→ **EXERCISE DESCRIPTION**
Repeat, word for word, the part of the column about catching a virus that runs between "Unmasking life's many" and "virus on to me?", inclusive.
--- EXTRACT TO READ Enclosed Below ---
Unmasking life's many battles


I finally did it. I wore one of those masks because I caught a cold. Actually, not a cold, but a vicious stomach virus. But I couldn't help wondering: Who dunnit? Who didn't wear a surgical mask and passed their virus on to me?

News photo
Give me all your money or I'll shoot! AMY CHAVEZ PHOTO

Could it have been that night we all ate nabe and put our chopsticks into the same pot? Hmmm.

According to my Japanese doctor friends, catching something from everyone dipping their chopsticks into the same pot is remote as most colds are transferred via airborne substances.

And you know airborne substances -- they become airborne divisions.

Flying spit. You can't see it or feel it, but it's there, assaulting you from the mouth of the person standing in front of you.

Some flying spit spreads its wings and enters your nose or mouth, while other settles on your lip or near your nose ready to jump into any orifice.
--- End of Enclosed EXTRACT TO READ ---
--- GIVEN INFORMATION Enclosed Below ---
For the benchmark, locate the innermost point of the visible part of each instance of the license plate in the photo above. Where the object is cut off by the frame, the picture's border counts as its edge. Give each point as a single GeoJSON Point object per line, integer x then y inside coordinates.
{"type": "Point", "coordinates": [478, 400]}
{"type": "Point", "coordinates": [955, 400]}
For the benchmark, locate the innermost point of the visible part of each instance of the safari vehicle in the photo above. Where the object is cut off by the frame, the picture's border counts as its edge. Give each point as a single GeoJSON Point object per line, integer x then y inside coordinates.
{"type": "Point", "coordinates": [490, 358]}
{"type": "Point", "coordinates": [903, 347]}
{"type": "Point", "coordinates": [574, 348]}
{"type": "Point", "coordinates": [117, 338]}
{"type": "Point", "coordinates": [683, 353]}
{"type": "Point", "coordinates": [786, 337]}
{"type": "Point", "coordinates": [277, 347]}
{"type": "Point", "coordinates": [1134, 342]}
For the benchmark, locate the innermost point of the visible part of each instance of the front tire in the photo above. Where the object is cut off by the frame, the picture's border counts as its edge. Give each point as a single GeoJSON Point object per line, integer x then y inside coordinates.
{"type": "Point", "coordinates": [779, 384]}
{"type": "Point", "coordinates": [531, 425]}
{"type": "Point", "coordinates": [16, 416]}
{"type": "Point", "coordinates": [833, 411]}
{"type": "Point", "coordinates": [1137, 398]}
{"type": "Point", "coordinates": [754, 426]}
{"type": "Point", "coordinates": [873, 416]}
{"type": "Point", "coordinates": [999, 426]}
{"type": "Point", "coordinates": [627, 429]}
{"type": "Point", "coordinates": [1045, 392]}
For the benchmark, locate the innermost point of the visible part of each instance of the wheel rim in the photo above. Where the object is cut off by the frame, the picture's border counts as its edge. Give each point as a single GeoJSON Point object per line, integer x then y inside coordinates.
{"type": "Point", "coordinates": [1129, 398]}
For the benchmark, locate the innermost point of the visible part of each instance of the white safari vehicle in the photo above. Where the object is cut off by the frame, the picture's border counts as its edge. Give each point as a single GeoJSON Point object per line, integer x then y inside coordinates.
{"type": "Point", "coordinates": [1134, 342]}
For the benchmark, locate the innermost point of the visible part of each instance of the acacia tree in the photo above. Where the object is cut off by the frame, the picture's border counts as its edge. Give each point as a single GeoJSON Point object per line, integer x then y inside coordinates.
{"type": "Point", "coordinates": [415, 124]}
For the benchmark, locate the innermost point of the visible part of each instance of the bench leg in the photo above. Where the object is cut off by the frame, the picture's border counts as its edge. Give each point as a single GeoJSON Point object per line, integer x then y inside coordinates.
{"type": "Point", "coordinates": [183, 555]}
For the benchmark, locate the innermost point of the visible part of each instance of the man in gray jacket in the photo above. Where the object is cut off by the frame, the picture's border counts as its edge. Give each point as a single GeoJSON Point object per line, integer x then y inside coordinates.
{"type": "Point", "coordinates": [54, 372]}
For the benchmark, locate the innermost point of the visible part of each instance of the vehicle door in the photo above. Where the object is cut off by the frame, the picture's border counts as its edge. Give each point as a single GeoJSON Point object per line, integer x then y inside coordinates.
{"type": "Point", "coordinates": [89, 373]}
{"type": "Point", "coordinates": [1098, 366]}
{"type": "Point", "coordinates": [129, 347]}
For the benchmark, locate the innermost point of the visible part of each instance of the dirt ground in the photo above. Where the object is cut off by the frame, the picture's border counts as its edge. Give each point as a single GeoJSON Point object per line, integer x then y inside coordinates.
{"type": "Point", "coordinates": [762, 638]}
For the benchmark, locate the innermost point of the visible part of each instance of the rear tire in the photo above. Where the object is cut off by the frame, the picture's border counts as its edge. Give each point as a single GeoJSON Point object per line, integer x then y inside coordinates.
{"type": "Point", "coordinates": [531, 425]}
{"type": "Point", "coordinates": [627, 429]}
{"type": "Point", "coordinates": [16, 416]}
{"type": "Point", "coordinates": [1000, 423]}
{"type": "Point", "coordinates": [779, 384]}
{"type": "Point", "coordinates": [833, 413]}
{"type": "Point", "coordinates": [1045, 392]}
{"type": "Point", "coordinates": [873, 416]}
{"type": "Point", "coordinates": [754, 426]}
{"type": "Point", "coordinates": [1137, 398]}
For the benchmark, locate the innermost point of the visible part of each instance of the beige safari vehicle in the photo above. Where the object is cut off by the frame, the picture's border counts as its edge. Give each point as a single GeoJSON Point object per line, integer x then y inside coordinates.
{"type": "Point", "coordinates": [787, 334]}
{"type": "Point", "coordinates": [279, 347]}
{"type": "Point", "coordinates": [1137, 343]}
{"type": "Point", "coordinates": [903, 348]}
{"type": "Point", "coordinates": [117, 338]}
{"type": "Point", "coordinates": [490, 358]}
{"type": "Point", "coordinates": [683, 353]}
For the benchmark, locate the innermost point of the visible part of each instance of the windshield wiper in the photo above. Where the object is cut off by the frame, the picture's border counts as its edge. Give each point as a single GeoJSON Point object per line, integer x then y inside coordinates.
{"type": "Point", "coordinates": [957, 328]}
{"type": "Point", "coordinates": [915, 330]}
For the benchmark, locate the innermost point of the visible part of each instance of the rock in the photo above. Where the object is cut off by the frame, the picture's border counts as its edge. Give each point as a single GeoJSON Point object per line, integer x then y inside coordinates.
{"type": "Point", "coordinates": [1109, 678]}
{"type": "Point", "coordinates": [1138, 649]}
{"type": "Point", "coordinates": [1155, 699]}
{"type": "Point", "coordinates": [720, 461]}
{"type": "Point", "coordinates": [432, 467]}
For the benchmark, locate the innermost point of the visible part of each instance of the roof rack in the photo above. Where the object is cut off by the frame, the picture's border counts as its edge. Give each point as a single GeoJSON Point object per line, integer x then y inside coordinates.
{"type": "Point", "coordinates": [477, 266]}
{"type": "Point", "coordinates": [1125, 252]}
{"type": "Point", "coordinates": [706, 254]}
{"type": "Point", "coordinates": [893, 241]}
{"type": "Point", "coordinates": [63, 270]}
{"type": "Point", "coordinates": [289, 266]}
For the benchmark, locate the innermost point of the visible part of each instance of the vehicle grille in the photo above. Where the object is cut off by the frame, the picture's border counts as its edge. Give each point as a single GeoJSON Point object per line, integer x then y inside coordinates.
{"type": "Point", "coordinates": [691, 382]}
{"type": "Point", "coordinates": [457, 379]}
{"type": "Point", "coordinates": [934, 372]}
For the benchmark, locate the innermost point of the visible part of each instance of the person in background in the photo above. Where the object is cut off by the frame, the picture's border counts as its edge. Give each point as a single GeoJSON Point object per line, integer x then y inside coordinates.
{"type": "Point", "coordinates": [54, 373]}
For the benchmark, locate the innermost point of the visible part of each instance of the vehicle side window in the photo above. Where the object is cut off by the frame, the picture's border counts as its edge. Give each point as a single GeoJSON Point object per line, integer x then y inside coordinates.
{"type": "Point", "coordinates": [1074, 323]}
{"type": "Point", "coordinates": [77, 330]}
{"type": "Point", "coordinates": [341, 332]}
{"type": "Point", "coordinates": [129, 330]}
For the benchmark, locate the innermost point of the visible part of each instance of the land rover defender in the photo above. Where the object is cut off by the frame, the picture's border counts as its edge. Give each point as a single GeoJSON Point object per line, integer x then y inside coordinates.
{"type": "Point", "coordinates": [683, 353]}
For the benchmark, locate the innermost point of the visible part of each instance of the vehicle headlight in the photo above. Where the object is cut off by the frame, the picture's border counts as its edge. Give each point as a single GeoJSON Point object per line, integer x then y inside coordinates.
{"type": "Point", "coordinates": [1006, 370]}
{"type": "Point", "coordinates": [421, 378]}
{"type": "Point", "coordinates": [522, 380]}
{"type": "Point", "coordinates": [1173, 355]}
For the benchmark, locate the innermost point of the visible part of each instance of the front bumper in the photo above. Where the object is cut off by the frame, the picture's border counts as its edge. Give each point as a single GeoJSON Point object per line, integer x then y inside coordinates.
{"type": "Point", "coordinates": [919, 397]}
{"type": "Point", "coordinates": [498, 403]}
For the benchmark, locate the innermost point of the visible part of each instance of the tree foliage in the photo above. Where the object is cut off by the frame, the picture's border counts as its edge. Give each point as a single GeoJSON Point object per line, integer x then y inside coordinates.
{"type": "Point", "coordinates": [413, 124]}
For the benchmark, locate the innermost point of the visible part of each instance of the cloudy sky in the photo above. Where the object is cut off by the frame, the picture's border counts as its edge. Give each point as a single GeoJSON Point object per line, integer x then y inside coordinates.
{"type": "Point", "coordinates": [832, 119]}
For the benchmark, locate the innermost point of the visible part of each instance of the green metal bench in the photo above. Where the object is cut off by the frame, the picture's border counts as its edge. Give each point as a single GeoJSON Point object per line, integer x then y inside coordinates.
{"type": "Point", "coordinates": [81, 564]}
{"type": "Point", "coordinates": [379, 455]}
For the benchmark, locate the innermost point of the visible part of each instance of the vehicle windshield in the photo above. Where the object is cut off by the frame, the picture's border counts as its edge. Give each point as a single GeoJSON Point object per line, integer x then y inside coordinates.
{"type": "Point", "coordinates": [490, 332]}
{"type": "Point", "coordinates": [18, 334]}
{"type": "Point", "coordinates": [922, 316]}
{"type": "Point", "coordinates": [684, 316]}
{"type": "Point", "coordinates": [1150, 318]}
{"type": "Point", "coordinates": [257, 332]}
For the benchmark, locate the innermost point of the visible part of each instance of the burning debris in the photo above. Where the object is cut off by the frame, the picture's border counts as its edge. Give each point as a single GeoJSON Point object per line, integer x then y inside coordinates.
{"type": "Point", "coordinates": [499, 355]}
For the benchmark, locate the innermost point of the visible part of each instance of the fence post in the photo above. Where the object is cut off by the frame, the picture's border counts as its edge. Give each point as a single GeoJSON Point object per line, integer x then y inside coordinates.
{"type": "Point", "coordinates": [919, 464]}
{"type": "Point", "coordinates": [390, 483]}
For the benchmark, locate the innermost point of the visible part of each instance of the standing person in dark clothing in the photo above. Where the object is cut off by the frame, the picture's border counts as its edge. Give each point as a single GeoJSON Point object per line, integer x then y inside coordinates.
--- End of Enclosed GIVEN INFORMATION ---
→ **RESULT**
Unmasking life's many battles


I finally did it. I wore one of those masks because I caught a cold. Actually, not a cold, but a vicious stomach virus. But I couldn't help wondering: Who dunnit? Who didn't wear a surgical mask and passed their virus on to me?